• Short task
Change every "indicate" in the lines below to "mark", keeping everything else the same, and leave out the pictures.

═══ Working data ═══

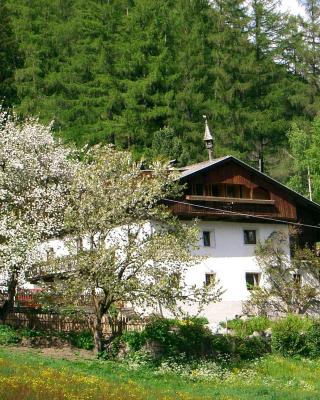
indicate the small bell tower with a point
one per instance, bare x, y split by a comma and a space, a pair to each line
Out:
208, 139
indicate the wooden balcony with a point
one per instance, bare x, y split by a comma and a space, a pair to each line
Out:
232, 200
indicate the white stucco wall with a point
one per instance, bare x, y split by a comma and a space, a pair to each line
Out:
229, 258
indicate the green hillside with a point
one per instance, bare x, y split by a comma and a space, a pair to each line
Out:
141, 73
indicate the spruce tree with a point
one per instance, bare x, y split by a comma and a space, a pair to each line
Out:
10, 58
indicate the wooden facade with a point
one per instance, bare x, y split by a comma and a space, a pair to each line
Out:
230, 189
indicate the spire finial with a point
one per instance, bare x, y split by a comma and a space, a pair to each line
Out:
208, 139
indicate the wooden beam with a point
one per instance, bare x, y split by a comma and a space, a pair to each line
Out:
229, 200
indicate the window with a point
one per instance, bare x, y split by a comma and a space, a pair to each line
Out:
79, 244
50, 253
210, 278
206, 238
215, 190
297, 278
231, 191
249, 236
199, 189
252, 280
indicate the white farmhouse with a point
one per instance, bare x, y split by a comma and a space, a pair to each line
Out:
236, 206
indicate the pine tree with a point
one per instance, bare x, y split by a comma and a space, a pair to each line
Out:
311, 55
231, 60
10, 58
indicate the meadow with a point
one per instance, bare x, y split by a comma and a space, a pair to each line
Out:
27, 375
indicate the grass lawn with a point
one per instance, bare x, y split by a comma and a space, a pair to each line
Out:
26, 375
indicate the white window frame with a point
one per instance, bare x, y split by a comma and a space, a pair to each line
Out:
212, 238
243, 236
256, 282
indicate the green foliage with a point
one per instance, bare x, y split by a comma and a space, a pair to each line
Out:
134, 73
313, 340
246, 327
289, 335
8, 335
81, 340
135, 340
251, 348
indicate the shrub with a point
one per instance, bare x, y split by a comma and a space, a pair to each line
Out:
222, 345
8, 335
81, 340
246, 327
251, 347
289, 335
135, 340
313, 340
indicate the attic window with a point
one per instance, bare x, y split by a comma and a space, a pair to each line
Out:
210, 278
198, 188
250, 236
252, 280
206, 238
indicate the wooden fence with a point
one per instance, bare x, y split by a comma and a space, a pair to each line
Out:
33, 319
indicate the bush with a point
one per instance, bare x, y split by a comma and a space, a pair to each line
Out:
251, 348
243, 328
81, 340
289, 335
222, 345
313, 340
135, 340
8, 335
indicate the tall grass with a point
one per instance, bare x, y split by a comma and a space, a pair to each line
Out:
27, 376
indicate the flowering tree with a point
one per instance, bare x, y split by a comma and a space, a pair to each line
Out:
35, 175
125, 247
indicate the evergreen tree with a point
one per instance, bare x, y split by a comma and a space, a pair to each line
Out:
266, 100
10, 58
311, 55
230, 69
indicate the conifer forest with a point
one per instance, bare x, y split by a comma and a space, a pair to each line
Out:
142, 73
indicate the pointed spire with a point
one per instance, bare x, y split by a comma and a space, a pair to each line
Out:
208, 139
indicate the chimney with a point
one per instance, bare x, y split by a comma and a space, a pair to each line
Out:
208, 139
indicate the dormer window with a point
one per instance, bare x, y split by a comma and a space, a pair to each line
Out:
206, 238
250, 236
198, 189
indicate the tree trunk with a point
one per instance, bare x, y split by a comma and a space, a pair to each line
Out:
8, 303
97, 333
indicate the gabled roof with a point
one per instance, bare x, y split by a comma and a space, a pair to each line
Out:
195, 169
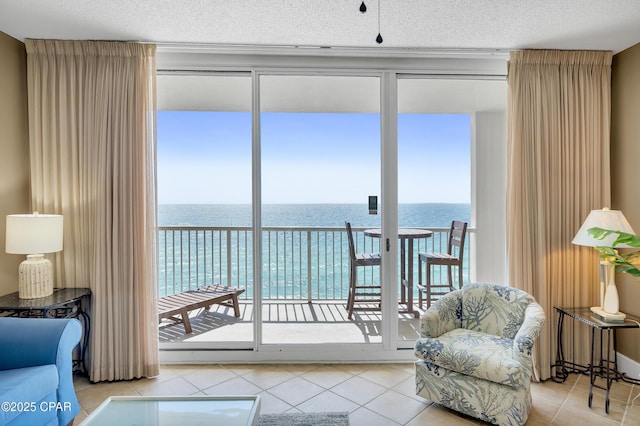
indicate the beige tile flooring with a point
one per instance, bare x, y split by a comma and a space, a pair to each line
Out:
373, 394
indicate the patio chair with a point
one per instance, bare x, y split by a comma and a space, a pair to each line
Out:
453, 257
368, 297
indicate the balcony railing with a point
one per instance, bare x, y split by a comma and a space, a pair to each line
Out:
300, 263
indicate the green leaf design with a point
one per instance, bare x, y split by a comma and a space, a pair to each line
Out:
628, 263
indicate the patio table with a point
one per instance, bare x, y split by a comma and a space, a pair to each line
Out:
406, 237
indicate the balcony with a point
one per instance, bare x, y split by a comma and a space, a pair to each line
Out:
305, 282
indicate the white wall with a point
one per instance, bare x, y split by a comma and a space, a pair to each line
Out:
489, 182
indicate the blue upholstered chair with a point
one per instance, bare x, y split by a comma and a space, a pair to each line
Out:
36, 382
475, 352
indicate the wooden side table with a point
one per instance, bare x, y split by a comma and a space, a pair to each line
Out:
599, 366
63, 303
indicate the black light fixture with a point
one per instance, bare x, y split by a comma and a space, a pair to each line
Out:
363, 9
379, 38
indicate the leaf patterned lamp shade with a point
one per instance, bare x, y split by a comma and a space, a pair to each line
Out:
612, 220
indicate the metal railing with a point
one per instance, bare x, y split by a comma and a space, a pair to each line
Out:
299, 263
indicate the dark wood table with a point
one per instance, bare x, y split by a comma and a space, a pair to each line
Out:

═══

• Task response
mark the small bell tower with a point
one per instance, bare x, y split by a comma and a space, a pair to each line
Out:
208, 139
mark the wooden balcony with a point
one per instance, bare x, y split by a comma and a space, a pair to each line
Out:
232, 200
mark the white stucco wall with a point
one per instance, bare x, y split by a comma and a space, a pair to each line
Out:
229, 258
mark the green hillside with a point
one per instance, bare x, y split by a comma and a space, a pair to each line
Out:
141, 73
mark the spruce tree with a point
one per instance, bare x, y split by a comma and a space, a pair to each line
Out:
10, 58
mark the wooden facade with a point
one per instance, bare x, y split by a comma and a space, a pair to each line
Out:
230, 189
mark the spire finial with a point
one per instance, bare x, y split by a comma and a space, a pair to each line
Out:
208, 139
mark the wooden beam with a point
one per instance, bare x, y split by a comma and a space, a pair to each line
Out:
229, 200
mark the window with a point
one per instance, bare x, y split by a comma and a space, a pair to each line
Out:
79, 244
50, 253
210, 278
206, 238
215, 190
297, 278
231, 191
249, 236
199, 189
252, 280
mark the white farmhouse with a point
one per instance, bare x, y split by a comma and a space, a pair to each line
Out:
236, 206
mark the pine tree with a point
one per instance, bare x, y split by a comma and a space, a pair to each line
Out:
311, 55
231, 60
10, 58
mark the meadow with a point
one per instance, bare x, y split by a comma and a space, a pair to each line
Out:
27, 375
mark the grass lawn with a point
one per instance, bare x, y split by a comma and a space, a pair to each line
Out:
26, 375
mark the white window frame with a point
one per instance, bare x, y split by a comma and a space, a pair to each line
Out:
212, 238
243, 236
256, 282
mark the green foliage with a point
one per instance, bare x, y split by a comma and a space, a pair to each line
Out:
134, 73
313, 340
246, 327
289, 335
8, 335
81, 340
135, 340
251, 348
mark the shrub with a point
one per instance, bare x, y split by a comma and a space, a pair to each line
Out:
222, 345
8, 335
81, 340
246, 327
251, 347
289, 335
135, 340
313, 340
mark the attic window with a point
one per instance, bare x, y split by a comma and a space, a pair to each line
Out:
210, 278
198, 188
250, 236
252, 280
206, 238
mark the wooden fence with a point
one per instance, bare x, y split by a comma and a space, a pair to each line
Out:
33, 319
mark the bush with a point
one per instance, bare x, y split by a comma and a space, a pair to each line
Out:
251, 348
243, 328
81, 340
289, 335
222, 345
313, 340
135, 340
8, 335
mark the tall grass with a point
one per instance, bare x, y split by a comma and a space, a pair to each line
Out:
27, 376
mark the flowering tree with a point
one per instance, bare x, y split by a comma and a space, a pair to each line
Out:
35, 175
125, 247
mark the evergreen tree with a point
one per instance, bare x, y split by a comma and a space, a pair to each line
Out:
266, 100
10, 58
311, 55
230, 69
mark the conifer forest with a point
one per instance, bare x, y split by a comma and a space, a pair to each line
Out:
142, 73
mark the pointed spire with a point
one per instance, bare x, y split by a comma and a space, a pair to each line
Out:
208, 139
mark the chimney with a point
one per instance, bare x, y split by a comma and a space, a pair to each line
Out:
208, 139
mark the dormer window with a point
one per instance, bare x, y split by a comma and a space, a pair to each line
Out:
206, 238
250, 236
198, 189
mark the tree trunk with a point
one per instance, bare x, y split by a comma and a space, a pair to each line
Out:
8, 303
97, 333
mark the gabled roof with a point
one per instance, bare x, y split by a comma and a space, a pair to each line
Out:
195, 169
mark the beige tile flooring with a point
one per instance, bare x, y split by a comma and a space, a pair to each line
Out:
373, 394
mark the patio chair with a point
one per instance, bare x, y split by a comma and a space, a pair to each line
Out:
453, 257
368, 297
mark the balcony railing with a point
one per instance, bare x, y split by a comma and a space, a pair to each line
Out:
300, 263
mark the green leaf design with a point
one per instance, bare x, y split by a comma and a space, a pair to each line
Out:
628, 263
mark the patio table with a point
one per instance, bare x, y split by a comma and a space, a pair to each line
Out:
406, 237
mark the balcony with a point
one per instance, bare x, y split by a comma and a space, a pair to each line
Out:
305, 282
mark the white wall with a point
one per instance, bare x, y split by a comma and a space, a pair to each line
Out:
489, 182
mark the blue upholstered chair with a point
one per instance, bare x, y split by a comma and a space, a pair to each line
Out:
36, 382
475, 352
mark the wooden side table with a point
one per instance, bare x, y split by a comma and a space, a pair to each line
Out:
599, 366
63, 303
mark the black light fixture with a point
one per instance, bare x, y split by a comma and a space, a pair to each line
Out:
363, 9
379, 38
mark the leaf patterned lamp shade with a point
one per instance, bare x, y split by a comma and a space, a pair to each line
Out:
612, 220
mark the metal railing with a point
one per instance, bare x, y split by a comma and a space, a pair to each line
Out:
299, 263
mark the dark wood table with a point
one per instance, bare x, y split by a comma and a space, a pair to each line
Out:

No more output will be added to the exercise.